What you are asked to do: Quote the records beneath, complete and exact. Leave out images.
[Opening Provided information section]
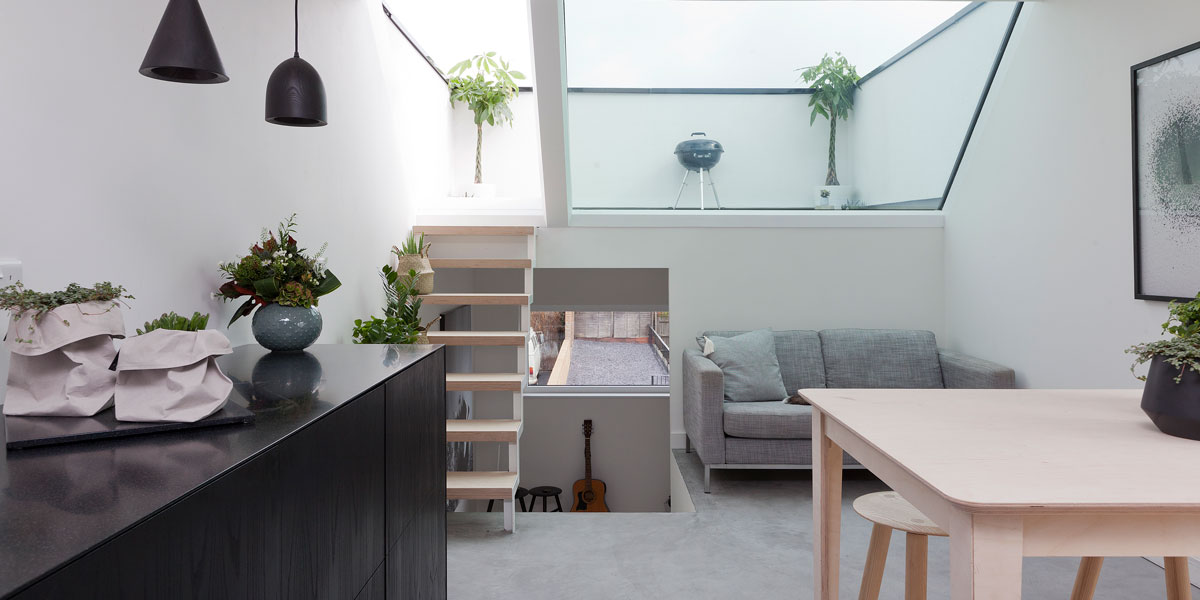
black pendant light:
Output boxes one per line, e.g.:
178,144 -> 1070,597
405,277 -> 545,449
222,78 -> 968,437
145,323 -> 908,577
139,0 -> 228,84
265,0 -> 327,127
[Closing Provided information section]
Answer space:
black pendant light:
Output boxes one per line, e.g.:
178,144 -> 1070,597
405,277 -> 545,449
222,78 -> 968,437
145,323 -> 908,577
139,0 -> 228,84
265,0 -> 327,127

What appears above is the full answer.